#### EXERCISE TEXT:
In response to:

Queens of the Web from the May 1, 2008 issue

To the Editors:

In his review of David Attenborough’s Life in Cold Blood [NYR, May 1], Tim Flannery perpetuates a popular error that snakes are deaf to airborne sounds, and he misleads further by stating that their eyes are “of a rather defective structure.” Even by confining these claims to cobras, as he does for the sake of an argument, he is not on safe ground, since their hearing has not been tested adequately to my knowledge. Feeding rewards do not work with snakes, considering that they feed so rarely and then on large food items.

Neurophysiologists showed long ago that pine snakes, garter snakes, and water snakes can hear low-pitched, airborne sounds at frequencies of 100 to 700 cycles per second. In fact in the range of 100 to 200 cycles their ears are superior in sensitivity to those of a cat (E. G. Wever and J. A. Vernon, Journal of Auditory Research, Vol. 1 (1960), pp. 77–83). Some snakes surely are blind and probably deaf, such as a tiny worm snake in Nairobi living on termites and weighing as little as 125 mg as I determined.

On vision in general, G. Walls—whose lectures I attended at Berkeley—says in his classic The Vertebrate Eye (1942),

The snakes have rung as many changes upon visual patterns as have all other vertebrates put together. If anything could make a snake-hater learn respect and admiration for this abused group of animals, it would be the study of their eyes.

#### DATA:
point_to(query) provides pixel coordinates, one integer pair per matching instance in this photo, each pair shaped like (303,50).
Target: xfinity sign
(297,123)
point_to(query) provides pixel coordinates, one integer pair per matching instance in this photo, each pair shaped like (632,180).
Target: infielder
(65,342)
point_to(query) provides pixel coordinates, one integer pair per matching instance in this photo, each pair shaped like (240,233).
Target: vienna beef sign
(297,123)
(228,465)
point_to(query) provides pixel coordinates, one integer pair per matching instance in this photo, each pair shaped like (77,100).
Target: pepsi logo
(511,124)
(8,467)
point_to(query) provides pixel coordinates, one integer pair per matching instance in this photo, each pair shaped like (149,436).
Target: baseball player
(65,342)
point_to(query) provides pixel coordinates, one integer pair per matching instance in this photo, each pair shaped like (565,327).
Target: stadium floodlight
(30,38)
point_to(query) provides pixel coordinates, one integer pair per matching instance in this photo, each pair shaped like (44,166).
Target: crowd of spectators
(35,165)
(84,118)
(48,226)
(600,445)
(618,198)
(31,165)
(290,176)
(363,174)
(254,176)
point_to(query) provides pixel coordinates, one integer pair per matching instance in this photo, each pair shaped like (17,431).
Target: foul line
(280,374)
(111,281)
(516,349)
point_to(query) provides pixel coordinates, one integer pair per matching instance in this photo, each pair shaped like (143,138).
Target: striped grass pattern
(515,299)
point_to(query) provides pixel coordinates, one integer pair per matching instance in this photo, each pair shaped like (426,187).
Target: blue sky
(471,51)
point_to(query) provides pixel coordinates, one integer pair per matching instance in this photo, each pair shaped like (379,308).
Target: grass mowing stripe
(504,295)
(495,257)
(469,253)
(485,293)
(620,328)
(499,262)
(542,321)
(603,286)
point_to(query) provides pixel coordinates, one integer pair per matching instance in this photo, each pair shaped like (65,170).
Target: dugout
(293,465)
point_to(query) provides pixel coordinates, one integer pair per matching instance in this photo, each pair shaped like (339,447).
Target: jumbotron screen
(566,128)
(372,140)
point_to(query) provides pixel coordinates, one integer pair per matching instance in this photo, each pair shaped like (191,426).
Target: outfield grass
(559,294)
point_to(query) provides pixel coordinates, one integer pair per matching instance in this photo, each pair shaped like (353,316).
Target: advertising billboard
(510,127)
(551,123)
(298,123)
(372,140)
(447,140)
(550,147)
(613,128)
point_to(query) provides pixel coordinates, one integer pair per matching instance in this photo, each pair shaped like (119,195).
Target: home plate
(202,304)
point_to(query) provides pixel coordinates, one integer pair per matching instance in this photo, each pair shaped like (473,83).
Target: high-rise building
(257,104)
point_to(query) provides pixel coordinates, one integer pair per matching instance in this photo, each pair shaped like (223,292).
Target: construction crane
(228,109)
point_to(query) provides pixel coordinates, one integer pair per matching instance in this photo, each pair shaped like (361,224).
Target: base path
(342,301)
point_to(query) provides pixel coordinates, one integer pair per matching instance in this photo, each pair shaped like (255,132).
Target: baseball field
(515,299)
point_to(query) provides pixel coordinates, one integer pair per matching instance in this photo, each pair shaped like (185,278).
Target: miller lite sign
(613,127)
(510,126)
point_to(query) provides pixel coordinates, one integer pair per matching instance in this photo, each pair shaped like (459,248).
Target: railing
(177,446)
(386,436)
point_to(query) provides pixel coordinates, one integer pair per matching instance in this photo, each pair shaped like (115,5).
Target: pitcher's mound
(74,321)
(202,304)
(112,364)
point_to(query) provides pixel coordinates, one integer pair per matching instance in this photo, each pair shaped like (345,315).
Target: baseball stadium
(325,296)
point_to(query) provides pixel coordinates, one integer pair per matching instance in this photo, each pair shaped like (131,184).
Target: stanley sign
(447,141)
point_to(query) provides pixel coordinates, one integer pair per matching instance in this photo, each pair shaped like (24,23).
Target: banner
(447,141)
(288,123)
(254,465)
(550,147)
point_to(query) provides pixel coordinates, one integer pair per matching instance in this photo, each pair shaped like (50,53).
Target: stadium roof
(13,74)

#### WORK REQUEST 1:
In the letter on snake hearing and vision, what range of airborne sound frequencies can pine snakes, garter snakes, and water snakes hear?
#### WORK REQUEST 2:
Decide whether each statement agrees with the letter on snake hearing and vision. Answer yes or no for each, quoting the words of the letter that decide it.
(a) In the range of 100 to 200 cycles, these snakes' ears are more sensitive than a cat's.
(b) Feeding rewards are an effective way to test snake hearing.
(c) The worm snake in Nairobi can weigh as little as 125 mg.
#### WORK REQUEST 3:
Continue the letter on snake hearing and vision, starting after its last sentence.

#### TASK OUTPUT 1:
100 to 700 cycles per second

#### TASK OUTPUT 2:
(a) Yes: "In fact in the range of 100 to 200 cycles their ears are superior in sensitivity to those of a cat"
(b) No: "Feeding rewards do not work with snakes"
(c) Yes: "weighing as little as 125 mg as I determined"

#### TASK OUTPUT 3:
H.S. Robert Glaser

Professor, Department of Biology

Justus-Liebig-University

Giessen, Germany

Tim Flannery replies:

I’m grateful to Professor Robert Glaser for his insights into the sensory perceptions of snakes. My assertion that snakes are deaf can indeed be challenged if one defines hearing as the ability to detect vibrations transmitted through the ground or other solid substrates, or even very low frequency vibrations traveling through the air. This sensing of vibrations is achieved without ears.

My comment on the defective structure of snake eyes was prompted by Sir David Attenborough’s remark that “at some time in the distant evolutionary past, the eye [of snakes] became very degenerate and could only be redeveloped by elaborating its few surviving relics.” This Attenborough ascribes to snakes having gone through a largely subterranean burrowing stage during their evolution. No doubt some snakes have developed excellent sight using eyes that lack many of the features essential to good vision in other creatures.